All of the records listed below should be retyped exactly.

(Stored data)

>>>>

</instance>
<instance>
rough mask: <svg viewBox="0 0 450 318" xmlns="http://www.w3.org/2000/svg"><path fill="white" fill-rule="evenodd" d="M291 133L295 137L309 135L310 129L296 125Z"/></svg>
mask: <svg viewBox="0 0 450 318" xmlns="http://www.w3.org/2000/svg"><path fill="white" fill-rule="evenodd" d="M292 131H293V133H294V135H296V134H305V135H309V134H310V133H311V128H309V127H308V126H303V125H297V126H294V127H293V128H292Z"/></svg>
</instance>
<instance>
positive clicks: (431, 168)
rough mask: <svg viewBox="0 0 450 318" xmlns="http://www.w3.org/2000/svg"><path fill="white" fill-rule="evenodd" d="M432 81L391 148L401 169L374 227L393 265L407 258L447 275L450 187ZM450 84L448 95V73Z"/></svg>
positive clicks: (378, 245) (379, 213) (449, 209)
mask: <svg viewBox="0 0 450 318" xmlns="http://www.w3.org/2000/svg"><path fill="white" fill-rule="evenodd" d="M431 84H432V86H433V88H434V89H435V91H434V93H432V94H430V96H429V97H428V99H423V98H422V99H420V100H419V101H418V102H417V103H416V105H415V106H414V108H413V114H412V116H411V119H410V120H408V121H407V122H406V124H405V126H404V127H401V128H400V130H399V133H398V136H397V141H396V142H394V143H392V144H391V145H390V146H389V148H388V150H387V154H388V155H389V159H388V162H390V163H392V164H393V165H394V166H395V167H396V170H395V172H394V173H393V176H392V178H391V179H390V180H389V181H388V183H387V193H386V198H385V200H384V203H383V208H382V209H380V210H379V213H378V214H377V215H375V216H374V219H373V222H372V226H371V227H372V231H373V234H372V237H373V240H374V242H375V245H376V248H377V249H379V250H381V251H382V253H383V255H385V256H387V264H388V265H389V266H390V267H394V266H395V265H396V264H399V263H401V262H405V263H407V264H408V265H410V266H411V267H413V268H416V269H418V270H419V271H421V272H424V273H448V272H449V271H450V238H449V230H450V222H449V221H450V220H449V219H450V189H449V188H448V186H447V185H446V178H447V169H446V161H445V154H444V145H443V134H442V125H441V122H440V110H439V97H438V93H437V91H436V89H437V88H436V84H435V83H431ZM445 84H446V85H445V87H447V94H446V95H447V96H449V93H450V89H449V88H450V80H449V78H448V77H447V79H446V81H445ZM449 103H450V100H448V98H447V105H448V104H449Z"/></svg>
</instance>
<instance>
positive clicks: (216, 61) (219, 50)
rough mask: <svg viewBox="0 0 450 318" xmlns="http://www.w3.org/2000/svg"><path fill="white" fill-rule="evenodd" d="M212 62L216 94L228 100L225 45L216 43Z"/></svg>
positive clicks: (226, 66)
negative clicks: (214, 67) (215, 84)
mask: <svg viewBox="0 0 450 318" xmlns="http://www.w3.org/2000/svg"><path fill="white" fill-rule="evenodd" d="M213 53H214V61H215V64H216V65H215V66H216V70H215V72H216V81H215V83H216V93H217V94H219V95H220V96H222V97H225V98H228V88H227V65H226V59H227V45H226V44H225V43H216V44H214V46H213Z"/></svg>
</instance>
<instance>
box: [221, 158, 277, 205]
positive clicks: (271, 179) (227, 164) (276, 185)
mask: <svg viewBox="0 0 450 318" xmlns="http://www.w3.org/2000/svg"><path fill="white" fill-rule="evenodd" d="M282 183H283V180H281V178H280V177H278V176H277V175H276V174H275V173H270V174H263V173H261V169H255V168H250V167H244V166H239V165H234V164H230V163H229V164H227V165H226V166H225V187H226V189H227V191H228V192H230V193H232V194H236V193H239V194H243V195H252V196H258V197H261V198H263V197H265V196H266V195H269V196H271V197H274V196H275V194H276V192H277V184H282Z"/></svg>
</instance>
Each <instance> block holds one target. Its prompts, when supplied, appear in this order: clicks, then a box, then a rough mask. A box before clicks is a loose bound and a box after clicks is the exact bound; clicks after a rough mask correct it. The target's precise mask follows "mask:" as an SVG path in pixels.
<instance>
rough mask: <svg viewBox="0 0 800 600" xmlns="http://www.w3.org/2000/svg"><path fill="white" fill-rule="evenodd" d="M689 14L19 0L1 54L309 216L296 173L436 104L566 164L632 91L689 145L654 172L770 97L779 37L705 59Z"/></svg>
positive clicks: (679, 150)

<<<<

▶ **TASK ANSWER**:
</instance>
<instance>
rough mask: <svg viewBox="0 0 450 318" xmlns="http://www.w3.org/2000/svg"><path fill="white" fill-rule="evenodd" d="M291 133L295 137L309 135L310 129L296 125Z"/></svg>
mask: <svg viewBox="0 0 450 318" xmlns="http://www.w3.org/2000/svg"><path fill="white" fill-rule="evenodd" d="M292 131H293V133H294V135H296V134H305V135H309V134H310V133H311V128H309V127H308V126H303V125H297V126H294V127H293V128H292Z"/></svg>
</instance>
<instance>
positive clicks: (431, 168)
rough mask: <svg viewBox="0 0 450 318" xmlns="http://www.w3.org/2000/svg"><path fill="white" fill-rule="evenodd" d="M432 81L391 148L401 169L374 227L393 265L407 258L447 275L450 187ZM450 84L448 95V73Z"/></svg>
positive clicks: (378, 245) (379, 213) (449, 209)
mask: <svg viewBox="0 0 450 318" xmlns="http://www.w3.org/2000/svg"><path fill="white" fill-rule="evenodd" d="M431 84H432V86H433V88H434V89H435V91H434V93H432V94H430V96H429V97H428V99H423V98H422V99H420V100H419V101H418V102H417V103H416V105H415V106H414V108H413V114H412V116H411V119H410V120H408V121H407V122H406V124H405V126H404V127H401V128H400V130H399V133H398V136H397V141H396V142H394V143H392V144H391V145H390V146H389V148H388V150H387V154H388V155H389V159H388V162H390V163H392V164H393V165H394V166H395V167H396V170H395V172H394V173H393V176H392V178H391V179H390V180H389V181H388V183H387V193H386V198H385V200H384V203H383V208H382V209H380V210H379V213H378V214H377V215H375V216H374V219H373V222H372V226H371V227H372V231H373V234H372V237H373V240H374V242H375V245H376V248H377V249H379V250H381V251H382V253H383V255H385V256H387V264H388V265H389V266H390V267H394V266H395V265H396V264H399V263H401V262H405V263H407V264H408V265H410V266H411V267H413V268H416V269H418V270H419V271H421V272H424V273H448V272H449V271H450V238H449V230H450V222H449V221H450V220H449V219H450V189H449V188H448V186H447V185H446V178H447V169H446V161H445V154H444V145H443V134H442V125H441V122H440V110H439V97H438V93H437V91H436V89H437V88H436V84H435V83H431ZM445 84H446V85H445V87H447V94H446V95H447V96H449V93H450V89H449V88H450V80H449V78H448V77H447V79H446V81H445ZM449 103H450V100H448V98H447V105H448V104H449Z"/></svg>
</instance>
<instance>
positive clicks: (216, 61) (219, 50)
rough mask: <svg viewBox="0 0 450 318" xmlns="http://www.w3.org/2000/svg"><path fill="white" fill-rule="evenodd" d="M212 62L216 94L228 100L225 45L216 43Z"/></svg>
positive clicks: (226, 66)
negative clicks: (214, 67) (215, 84)
mask: <svg viewBox="0 0 450 318" xmlns="http://www.w3.org/2000/svg"><path fill="white" fill-rule="evenodd" d="M213 53H214V61H215V64H216V65H215V66H216V70H215V72H216V81H215V83H216V93H217V94H219V95H220V96H222V97H225V98H228V88H227V65H226V59H227V45H226V44H225V43H216V44H214V46H213Z"/></svg>
</instance>
<instance>
box: [221, 158, 277, 205]
positive clicks: (271, 179) (227, 164) (276, 185)
mask: <svg viewBox="0 0 450 318" xmlns="http://www.w3.org/2000/svg"><path fill="white" fill-rule="evenodd" d="M282 183H283V180H281V178H280V177H278V176H277V175H276V174H275V173H270V174H263V173H261V169H255V168H250V167H244V166H239V165H234V164H230V163H229V164H227V165H226V166H225V187H226V189H227V191H228V192H230V193H232V194H236V193H239V194H243V195H252V196H258V197H261V198H263V197H265V196H266V195H269V196H271V197H274V196H275V194H276V192H277V184H282Z"/></svg>
</instance>
Each <instance> block holds one target. Its prompts, when supplied, appear in this order: clicks, then a box, then a rough mask. A box before clicks is a loose bound and a box after clicks is the exact bound; clicks after a rough mask correct it. The target's precise mask follows "mask:" as an SVG path in pixels.
<instance>
rough mask: <svg viewBox="0 0 800 600" xmlns="http://www.w3.org/2000/svg"><path fill="white" fill-rule="evenodd" d="M689 14L19 0L1 54L309 216L296 173L436 104L566 164L632 91L689 145L654 172L770 97L779 37L705 59Z"/></svg>
positive clicks: (679, 150)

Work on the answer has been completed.